### PROBLEM TO SOLVE
While leaving the pictures out, set down only the lines from the one with "Detection query: crowd of protester" through the end of the records, exactly as they stand.
▼
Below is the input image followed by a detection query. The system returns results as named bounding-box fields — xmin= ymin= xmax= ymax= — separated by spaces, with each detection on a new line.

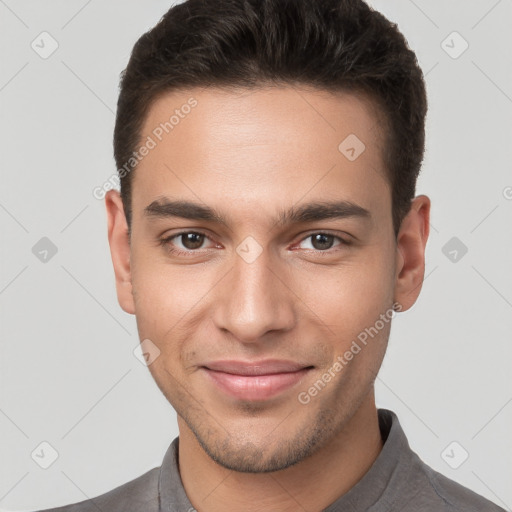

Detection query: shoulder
xmin=407 ymin=453 xmax=506 ymax=512
xmin=32 ymin=466 xmax=160 ymax=512
xmin=376 ymin=409 xmax=505 ymax=512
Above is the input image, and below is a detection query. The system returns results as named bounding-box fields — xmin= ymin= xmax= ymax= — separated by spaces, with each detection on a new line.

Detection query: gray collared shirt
xmin=34 ymin=409 xmax=505 ymax=512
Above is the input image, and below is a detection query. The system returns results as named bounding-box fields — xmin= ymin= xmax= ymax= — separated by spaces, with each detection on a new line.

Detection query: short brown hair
xmin=113 ymin=0 xmax=427 ymax=236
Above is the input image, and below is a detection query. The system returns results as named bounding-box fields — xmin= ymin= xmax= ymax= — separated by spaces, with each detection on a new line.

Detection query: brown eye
xmin=159 ymin=231 xmax=214 ymax=256
xmin=179 ymin=232 xmax=205 ymax=250
xmin=310 ymin=233 xmax=336 ymax=251
xmin=298 ymin=233 xmax=346 ymax=252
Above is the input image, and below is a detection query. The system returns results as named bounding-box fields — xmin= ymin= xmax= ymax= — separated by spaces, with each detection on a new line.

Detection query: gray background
xmin=0 ymin=1 xmax=511 ymax=510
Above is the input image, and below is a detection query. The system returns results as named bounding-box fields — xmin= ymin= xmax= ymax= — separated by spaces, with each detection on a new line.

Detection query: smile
xmin=201 ymin=360 xmax=313 ymax=401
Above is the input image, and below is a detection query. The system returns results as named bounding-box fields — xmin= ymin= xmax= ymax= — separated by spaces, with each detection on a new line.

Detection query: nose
xmin=212 ymin=246 xmax=296 ymax=344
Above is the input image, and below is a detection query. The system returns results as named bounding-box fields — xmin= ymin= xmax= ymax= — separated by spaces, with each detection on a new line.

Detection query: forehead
xmin=132 ymin=85 xmax=391 ymax=227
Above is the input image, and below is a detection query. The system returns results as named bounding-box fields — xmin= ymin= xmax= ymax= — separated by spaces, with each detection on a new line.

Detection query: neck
xmin=177 ymin=393 xmax=383 ymax=512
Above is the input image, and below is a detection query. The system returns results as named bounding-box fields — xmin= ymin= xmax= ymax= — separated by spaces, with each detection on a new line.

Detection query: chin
xmin=186 ymin=406 xmax=340 ymax=473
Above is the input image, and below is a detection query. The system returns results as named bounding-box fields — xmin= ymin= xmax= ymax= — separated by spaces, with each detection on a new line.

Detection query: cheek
xmin=131 ymin=246 xmax=197 ymax=316
xmin=301 ymin=259 xmax=393 ymax=317
xmin=293 ymin=252 xmax=394 ymax=353
xmin=130 ymin=253 xmax=221 ymax=361
xmin=130 ymin=257 xmax=179 ymax=344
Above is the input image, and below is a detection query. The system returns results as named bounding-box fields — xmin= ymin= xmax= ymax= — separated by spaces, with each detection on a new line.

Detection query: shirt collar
xmin=323 ymin=408 xmax=414 ymax=511
xmin=158 ymin=435 xmax=194 ymax=511
xmin=158 ymin=408 xmax=413 ymax=512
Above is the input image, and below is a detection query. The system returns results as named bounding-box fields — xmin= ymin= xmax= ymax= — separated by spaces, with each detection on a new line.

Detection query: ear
xmin=105 ymin=190 xmax=135 ymax=315
xmin=393 ymin=195 xmax=431 ymax=312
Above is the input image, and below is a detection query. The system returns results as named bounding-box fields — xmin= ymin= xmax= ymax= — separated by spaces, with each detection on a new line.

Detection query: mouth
xmin=200 ymin=359 xmax=314 ymax=401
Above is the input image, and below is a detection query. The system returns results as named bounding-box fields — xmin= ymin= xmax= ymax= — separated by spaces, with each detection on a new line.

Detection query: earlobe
xmin=393 ymin=195 xmax=431 ymax=312
xmin=105 ymin=190 xmax=136 ymax=315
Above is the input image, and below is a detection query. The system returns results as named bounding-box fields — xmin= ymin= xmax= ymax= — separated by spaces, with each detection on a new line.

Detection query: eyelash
xmin=158 ymin=230 xmax=352 ymax=257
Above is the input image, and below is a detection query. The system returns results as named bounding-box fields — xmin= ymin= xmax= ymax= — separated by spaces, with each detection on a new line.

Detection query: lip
xmin=201 ymin=359 xmax=313 ymax=401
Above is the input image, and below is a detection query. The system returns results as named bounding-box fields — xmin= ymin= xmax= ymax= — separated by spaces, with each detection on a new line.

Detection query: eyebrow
xmin=144 ymin=197 xmax=371 ymax=228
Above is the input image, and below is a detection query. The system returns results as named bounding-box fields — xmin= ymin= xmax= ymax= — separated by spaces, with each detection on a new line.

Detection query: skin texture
xmin=105 ymin=86 xmax=430 ymax=512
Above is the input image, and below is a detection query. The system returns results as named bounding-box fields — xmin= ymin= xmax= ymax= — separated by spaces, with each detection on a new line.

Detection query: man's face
xmin=113 ymin=86 xmax=405 ymax=472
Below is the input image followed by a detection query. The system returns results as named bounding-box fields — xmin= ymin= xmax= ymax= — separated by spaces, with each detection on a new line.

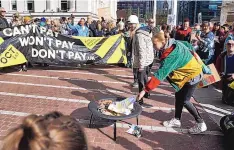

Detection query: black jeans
xmin=133 ymin=68 xmax=138 ymax=83
xmin=137 ymin=66 xmax=150 ymax=93
xmin=148 ymin=62 xmax=153 ymax=74
xmin=175 ymin=83 xmax=204 ymax=123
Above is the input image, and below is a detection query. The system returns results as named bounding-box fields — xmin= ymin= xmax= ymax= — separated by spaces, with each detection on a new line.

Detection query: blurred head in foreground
xmin=2 ymin=111 xmax=88 ymax=150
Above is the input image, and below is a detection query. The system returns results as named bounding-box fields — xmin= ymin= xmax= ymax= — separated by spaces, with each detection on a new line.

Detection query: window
xmin=11 ymin=0 xmax=17 ymax=10
xmin=27 ymin=0 xmax=34 ymax=12
xmin=61 ymin=0 xmax=69 ymax=12
xmin=209 ymin=5 xmax=217 ymax=10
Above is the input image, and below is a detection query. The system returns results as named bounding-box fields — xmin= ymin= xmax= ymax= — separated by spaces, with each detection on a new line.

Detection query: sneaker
xmin=163 ymin=118 xmax=181 ymax=128
xmin=131 ymin=82 xmax=138 ymax=87
xmin=188 ymin=122 xmax=207 ymax=134
xmin=22 ymin=65 xmax=27 ymax=72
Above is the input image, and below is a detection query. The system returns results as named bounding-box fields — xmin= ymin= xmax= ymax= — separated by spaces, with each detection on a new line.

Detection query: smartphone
xmin=196 ymin=30 xmax=201 ymax=36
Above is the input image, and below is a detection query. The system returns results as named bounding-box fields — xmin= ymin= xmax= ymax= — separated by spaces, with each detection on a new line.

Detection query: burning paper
xmin=108 ymin=96 xmax=136 ymax=115
xmin=97 ymin=96 xmax=137 ymax=116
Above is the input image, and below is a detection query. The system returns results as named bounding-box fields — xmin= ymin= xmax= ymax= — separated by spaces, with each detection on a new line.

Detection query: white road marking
xmin=0 ymin=91 xmax=89 ymax=103
xmin=213 ymin=88 xmax=222 ymax=93
xmin=0 ymin=80 xmax=125 ymax=94
xmin=1 ymin=73 xmax=128 ymax=85
xmin=1 ymin=73 xmax=171 ymax=88
xmin=0 ymin=109 xmax=223 ymax=136
xmin=0 ymin=91 xmax=174 ymax=111
xmin=0 ymin=91 xmax=228 ymax=118
xmin=46 ymin=70 xmax=133 ymax=78
xmin=200 ymin=103 xmax=232 ymax=115
xmin=0 ymin=110 xmax=30 ymax=116
xmin=0 ymin=80 xmax=174 ymax=97
xmin=48 ymin=65 xmax=127 ymax=72
xmin=79 ymin=119 xmax=223 ymax=136
xmin=202 ymin=109 xmax=226 ymax=117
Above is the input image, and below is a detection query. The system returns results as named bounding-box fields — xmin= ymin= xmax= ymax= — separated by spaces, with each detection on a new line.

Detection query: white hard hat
xmin=128 ymin=15 xmax=139 ymax=24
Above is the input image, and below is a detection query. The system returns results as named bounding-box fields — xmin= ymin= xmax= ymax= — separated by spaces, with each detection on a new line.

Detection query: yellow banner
xmin=107 ymin=38 xmax=127 ymax=64
xmin=73 ymin=36 xmax=104 ymax=50
xmin=0 ymin=45 xmax=27 ymax=68
xmin=95 ymin=34 xmax=121 ymax=58
xmin=0 ymin=37 xmax=4 ymax=45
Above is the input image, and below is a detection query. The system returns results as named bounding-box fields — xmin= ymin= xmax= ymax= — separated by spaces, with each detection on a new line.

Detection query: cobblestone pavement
xmin=0 ymin=64 xmax=225 ymax=150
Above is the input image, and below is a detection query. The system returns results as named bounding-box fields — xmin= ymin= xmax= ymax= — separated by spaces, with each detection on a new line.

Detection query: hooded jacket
xmin=145 ymin=40 xmax=203 ymax=92
xmin=132 ymin=27 xmax=154 ymax=69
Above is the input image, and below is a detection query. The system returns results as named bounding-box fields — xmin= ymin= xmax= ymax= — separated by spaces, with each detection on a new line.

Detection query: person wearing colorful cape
xmin=137 ymin=32 xmax=207 ymax=134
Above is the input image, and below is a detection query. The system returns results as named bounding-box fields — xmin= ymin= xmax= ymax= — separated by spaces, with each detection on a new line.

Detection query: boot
xmin=144 ymin=92 xmax=150 ymax=98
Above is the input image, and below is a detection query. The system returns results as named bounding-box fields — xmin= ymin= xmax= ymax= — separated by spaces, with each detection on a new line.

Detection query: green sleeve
xmin=153 ymin=51 xmax=180 ymax=81
xmin=179 ymin=41 xmax=195 ymax=51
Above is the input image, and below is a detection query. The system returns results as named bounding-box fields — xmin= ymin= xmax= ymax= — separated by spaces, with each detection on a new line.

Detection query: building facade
xmin=0 ymin=0 xmax=117 ymax=21
xmin=177 ymin=0 xmax=222 ymax=25
xmin=220 ymin=0 xmax=234 ymax=25
xmin=117 ymin=0 xmax=154 ymax=21
xmin=117 ymin=0 xmax=177 ymax=25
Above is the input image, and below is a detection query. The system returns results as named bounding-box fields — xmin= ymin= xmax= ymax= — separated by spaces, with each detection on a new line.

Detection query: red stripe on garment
xmin=160 ymin=44 xmax=176 ymax=60
xmin=144 ymin=76 xmax=161 ymax=92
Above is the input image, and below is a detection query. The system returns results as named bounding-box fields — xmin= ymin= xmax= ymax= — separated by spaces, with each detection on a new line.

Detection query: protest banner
xmin=0 ymin=25 xmax=127 ymax=68
xmin=197 ymin=64 xmax=221 ymax=88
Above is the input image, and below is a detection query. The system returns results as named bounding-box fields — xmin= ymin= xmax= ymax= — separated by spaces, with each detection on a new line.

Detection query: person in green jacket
xmin=137 ymin=32 xmax=207 ymax=134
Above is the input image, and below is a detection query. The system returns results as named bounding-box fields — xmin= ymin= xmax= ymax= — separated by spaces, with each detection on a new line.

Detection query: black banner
xmin=0 ymin=25 xmax=127 ymax=68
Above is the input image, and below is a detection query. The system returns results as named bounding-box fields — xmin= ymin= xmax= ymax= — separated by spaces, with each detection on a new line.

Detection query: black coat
xmin=85 ymin=22 xmax=96 ymax=37
xmin=0 ymin=17 xmax=9 ymax=31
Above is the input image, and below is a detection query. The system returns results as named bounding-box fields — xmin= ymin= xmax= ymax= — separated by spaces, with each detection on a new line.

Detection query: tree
xmin=137 ymin=7 xmax=140 ymax=18
xmin=127 ymin=6 xmax=132 ymax=17
xmin=144 ymin=12 xmax=153 ymax=20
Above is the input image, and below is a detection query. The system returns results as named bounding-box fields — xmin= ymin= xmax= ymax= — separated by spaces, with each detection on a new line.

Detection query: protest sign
xmin=197 ymin=64 xmax=221 ymax=88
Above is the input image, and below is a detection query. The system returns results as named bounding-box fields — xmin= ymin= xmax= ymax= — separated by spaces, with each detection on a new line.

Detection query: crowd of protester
xmin=1 ymin=6 xmax=234 ymax=149
xmin=0 ymin=7 xmax=125 ymax=37
xmin=160 ymin=18 xmax=234 ymax=104
xmin=123 ymin=14 xmax=234 ymax=105
xmin=1 ymin=6 xmax=234 ymax=103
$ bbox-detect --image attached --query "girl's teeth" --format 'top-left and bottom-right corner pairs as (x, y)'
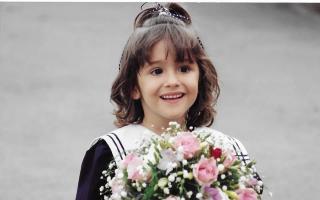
▲
### RESULT FOR THIS TASK
Detection query: crowd of protester
xmin=1 ymin=6 xmax=234 ymax=149
xmin=0 ymin=7 xmax=125 ymax=37
xmin=160 ymin=18 xmax=234 ymax=104
xmin=123 ymin=14 xmax=234 ymax=105
xmin=1 ymin=6 xmax=234 ymax=103
$ bbox-detect --image attached --query "girl's teeth" --format 'top-left and bottom-right corner pairs as (x, y)'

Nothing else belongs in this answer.